═══ Excerpt provided

Nur Jahan, “Light of the World,” was the only woman ruler in the long dynasty of India’s great Mughals. She governed India with her husband, the emperor Jahangir, from 1614 to 1627. Ruby Lal, professor of South Asian Studies at Emory University, discusses how the empress’s extraordinary strengths, the emperor’s lamentable weaknesses, and the twists and turns of 17th-century politics combined to defy a time and a culture that ought to have made the reign of Nur Jahan impossible.
Kathak Dance in the Mughal Court
Wednesday, September 28, 7:00
Free; reservations recommended. Meet in the exhibition.
An ancient classical Indian dance form originating from Hindu storytelling traditions, kathak became a celebrated form of entertainment in the Mughal courts. Discover kathak’s rich history and its transformation under Mughal patronage with a lecture, tour and demonstrations by Sujata Lakhe and other students from Cleveland’s own Anga Kala Kathak Academy and exhibition curator Sonya Rhie Quintanilla.
FIRST ANNUAL DISTINGUISHED LECTURE IN INDIAN ART
Basavana: The Artist of Unique Excellence
Saturday, October 15, 2:00 Gartner Auditorium
Free; reservations required. Registration opens August 1.

══════
═══ Given entries

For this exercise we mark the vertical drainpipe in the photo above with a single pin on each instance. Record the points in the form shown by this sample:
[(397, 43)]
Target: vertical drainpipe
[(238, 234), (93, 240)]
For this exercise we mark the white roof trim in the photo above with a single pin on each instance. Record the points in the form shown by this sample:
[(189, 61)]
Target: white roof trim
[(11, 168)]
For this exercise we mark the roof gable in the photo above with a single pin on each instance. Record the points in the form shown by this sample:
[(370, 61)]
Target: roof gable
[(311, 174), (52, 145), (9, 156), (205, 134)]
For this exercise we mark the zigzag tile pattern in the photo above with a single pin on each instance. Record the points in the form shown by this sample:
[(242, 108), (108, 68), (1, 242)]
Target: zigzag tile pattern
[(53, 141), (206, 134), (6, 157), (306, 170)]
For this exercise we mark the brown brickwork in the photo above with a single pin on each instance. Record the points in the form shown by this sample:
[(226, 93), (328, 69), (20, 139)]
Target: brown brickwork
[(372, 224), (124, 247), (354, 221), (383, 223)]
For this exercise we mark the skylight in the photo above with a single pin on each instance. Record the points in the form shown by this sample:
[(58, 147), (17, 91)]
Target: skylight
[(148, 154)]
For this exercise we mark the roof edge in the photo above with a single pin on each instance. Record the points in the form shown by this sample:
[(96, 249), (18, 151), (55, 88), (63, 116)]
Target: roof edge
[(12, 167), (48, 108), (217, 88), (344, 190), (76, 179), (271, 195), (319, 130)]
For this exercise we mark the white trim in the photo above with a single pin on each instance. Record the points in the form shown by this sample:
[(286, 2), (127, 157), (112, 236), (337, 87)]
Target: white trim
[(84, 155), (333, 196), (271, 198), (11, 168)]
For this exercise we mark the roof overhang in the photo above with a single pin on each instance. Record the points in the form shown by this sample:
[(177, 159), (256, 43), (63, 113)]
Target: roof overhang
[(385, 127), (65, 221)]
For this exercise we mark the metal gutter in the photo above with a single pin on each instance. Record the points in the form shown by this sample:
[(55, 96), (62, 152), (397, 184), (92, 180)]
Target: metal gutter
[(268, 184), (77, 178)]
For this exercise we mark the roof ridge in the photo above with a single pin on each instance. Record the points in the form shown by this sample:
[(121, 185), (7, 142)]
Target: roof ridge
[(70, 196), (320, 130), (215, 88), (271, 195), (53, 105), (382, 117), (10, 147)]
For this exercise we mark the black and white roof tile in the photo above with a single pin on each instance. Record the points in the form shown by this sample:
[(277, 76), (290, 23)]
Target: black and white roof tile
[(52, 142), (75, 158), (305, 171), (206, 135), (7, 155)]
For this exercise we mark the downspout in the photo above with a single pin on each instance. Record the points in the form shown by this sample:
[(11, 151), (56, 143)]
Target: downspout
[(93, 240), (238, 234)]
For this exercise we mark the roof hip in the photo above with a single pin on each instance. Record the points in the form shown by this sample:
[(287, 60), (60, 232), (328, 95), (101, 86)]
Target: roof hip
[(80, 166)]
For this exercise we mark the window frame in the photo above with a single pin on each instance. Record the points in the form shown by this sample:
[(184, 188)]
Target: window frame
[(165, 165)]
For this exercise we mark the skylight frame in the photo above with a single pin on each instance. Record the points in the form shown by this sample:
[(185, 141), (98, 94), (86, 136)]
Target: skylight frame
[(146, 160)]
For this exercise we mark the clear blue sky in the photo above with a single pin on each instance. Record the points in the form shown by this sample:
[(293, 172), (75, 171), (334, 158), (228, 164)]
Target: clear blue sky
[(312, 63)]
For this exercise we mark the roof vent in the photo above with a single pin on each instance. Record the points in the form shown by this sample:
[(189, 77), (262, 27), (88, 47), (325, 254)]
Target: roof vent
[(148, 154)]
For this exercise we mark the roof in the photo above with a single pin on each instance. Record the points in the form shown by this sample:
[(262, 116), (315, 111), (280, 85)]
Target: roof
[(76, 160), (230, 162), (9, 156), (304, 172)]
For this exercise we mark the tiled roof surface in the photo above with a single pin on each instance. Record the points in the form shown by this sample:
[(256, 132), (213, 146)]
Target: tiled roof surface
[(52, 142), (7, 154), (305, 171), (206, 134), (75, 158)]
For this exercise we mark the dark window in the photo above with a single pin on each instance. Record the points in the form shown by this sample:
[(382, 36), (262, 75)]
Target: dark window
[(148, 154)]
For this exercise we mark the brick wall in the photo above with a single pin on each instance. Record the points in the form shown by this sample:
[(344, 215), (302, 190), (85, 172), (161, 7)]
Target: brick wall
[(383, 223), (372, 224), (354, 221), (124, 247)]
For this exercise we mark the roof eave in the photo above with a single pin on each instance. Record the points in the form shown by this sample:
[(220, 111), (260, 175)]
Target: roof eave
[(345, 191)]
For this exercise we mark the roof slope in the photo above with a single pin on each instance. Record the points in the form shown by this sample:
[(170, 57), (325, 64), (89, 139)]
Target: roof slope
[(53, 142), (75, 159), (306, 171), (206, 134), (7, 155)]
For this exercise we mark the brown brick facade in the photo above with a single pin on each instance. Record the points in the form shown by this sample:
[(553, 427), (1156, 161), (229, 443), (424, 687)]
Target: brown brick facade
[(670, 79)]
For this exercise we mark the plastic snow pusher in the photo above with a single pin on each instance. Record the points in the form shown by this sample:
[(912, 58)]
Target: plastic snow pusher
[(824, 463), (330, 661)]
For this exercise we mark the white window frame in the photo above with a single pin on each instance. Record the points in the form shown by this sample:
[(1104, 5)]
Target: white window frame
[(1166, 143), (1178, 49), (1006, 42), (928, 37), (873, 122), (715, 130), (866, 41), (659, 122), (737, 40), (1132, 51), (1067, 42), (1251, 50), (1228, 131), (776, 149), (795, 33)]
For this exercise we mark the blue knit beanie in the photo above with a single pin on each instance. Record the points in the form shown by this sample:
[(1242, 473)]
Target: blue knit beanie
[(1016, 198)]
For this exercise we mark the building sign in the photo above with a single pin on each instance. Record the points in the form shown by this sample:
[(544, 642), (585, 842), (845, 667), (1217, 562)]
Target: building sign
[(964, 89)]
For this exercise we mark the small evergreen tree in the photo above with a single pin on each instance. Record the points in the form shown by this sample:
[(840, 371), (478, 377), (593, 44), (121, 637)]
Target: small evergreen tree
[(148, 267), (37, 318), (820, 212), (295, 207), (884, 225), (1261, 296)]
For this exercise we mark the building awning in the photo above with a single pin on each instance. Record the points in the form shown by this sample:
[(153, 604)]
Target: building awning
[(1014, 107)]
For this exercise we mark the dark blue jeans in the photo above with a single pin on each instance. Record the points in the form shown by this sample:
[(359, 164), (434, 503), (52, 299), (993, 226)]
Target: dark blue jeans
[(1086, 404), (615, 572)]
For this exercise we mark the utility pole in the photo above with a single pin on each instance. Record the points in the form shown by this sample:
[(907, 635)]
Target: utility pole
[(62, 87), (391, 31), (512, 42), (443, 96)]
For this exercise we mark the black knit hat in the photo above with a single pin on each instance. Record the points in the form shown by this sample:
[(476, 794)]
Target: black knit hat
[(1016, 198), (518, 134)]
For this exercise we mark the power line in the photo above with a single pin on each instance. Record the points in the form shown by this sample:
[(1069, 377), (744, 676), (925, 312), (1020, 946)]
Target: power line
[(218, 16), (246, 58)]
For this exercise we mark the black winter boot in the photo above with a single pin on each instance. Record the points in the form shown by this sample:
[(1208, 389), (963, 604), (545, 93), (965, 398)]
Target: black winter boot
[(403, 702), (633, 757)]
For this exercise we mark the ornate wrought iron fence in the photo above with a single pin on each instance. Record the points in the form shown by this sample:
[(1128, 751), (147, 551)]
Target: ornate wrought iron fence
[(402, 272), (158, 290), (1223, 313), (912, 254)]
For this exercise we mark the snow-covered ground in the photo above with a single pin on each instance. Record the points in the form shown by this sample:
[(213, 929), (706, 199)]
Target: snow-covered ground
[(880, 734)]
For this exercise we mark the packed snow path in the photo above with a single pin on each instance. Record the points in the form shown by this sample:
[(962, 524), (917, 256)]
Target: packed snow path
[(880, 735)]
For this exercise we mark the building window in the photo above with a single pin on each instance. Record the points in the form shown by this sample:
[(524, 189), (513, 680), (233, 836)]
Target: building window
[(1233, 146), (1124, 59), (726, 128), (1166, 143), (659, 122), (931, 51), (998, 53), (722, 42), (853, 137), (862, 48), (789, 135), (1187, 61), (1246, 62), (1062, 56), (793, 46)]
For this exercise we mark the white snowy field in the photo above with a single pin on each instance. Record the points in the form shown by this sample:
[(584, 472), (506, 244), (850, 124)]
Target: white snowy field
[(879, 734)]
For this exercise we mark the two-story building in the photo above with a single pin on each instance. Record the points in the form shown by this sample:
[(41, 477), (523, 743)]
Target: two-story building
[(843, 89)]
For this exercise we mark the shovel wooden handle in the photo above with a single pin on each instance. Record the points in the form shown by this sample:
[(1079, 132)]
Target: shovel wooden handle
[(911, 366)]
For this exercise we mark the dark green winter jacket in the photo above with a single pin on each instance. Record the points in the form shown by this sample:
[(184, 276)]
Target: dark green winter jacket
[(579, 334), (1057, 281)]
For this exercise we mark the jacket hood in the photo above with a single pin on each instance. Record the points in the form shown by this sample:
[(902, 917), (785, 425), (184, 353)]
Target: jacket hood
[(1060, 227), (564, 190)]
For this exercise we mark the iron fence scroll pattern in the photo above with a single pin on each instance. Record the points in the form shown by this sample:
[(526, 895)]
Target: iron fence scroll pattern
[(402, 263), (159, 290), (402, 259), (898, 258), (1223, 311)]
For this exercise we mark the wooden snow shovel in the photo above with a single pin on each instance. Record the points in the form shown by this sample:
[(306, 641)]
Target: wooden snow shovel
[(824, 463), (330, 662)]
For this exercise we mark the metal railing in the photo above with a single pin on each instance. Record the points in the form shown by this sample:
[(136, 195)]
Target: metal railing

══════

Tasks to carry out →
• A. Name every person mentioned in the Mughal program text.
• B. Proceed with the Mughal program text, picking up right after its final line.
The raw listing comes from a source separate from the Mughal program text.

Responses to the exercise →
• A. Nur Jahan, Jahangir, Ruby Lal, Sujata Lakhe, Sonya Rhie Quintanilla, Basavana

• B.
In the sprawling painting atelier of the Mughal emperor Akbar between 1560 and 1605, no one enjoyed more prestige and influence than the Indian artist Basavana. Akbar’s biographer Abu’l Fazl wrote of him, “In designing, coloring, portrait painting and other aspects of this art, Basavana has come to be uniquely excellent.” In this lavishly illustrated presentation, Asok Kumar Das examines the oeuvre of this great painter to identify the qualities of uniqueness and excellence that contributed to the very establishment of the imperial Mughal painting style. Das is director emeritus of the Maharaja Sawai Man Singh II Museum, Jaipur and former deputy keeper at the Indian Museum Kolkata.
This lecture is made possible by the Dr. Ranajit K. Datta in Memory of Kiran P. and S. C. Datta Endowment Fund.
FILM
Jodhaa Akbar
Sunday, August 21, 1:00 Morley Lecture Hall
Special admission $12; CMA members, seniors 65 & over, students $9; no vouchers or passes.
Directed by Ashutosh Gowariker. With Hrithik Roshan and Aishwarya Rai. “Bollywood in rousing form” is how the Time Out Film Guide describes this lavish, colorful musical epic from the director of the Oscar-nominated Lagaan. Set during the 16th century, the film tells of a Rajput princess who resents that her marriage to a Mughal emperor is merely one of political expedience.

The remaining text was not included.